## What the exercise asks:
I need all the entries repeated exactly as written.

-- Input follows --

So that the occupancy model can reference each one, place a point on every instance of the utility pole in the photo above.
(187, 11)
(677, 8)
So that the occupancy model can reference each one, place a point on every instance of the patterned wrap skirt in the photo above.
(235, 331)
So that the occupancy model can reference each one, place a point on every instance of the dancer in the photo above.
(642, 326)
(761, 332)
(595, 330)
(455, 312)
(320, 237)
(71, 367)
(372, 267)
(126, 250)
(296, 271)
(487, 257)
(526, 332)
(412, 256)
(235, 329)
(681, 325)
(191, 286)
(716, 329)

-- Input concluded --

## Output:
So that the occupancy model can reference each one, place a point on every instance of the utility pole in the photo above.
(187, 11)
(677, 8)
So that the occupancy model can reference each one, place a point on every instance of the patterned wrap skirt in the photo above.
(235, 331)
So that the occupancy model can reference each one, place a point on every instance of the dancer in the photo above.
(642, 326)
(761, 332)
(595, 330)
(455, 312)
(320, 237)
(71, 367)
(372, 267)
(126, 250)
(296, 271)
(487, 257)
(526, 332)
(412, 256)
(235, 329)
(681, 325)
(191, 286)
(716, 329)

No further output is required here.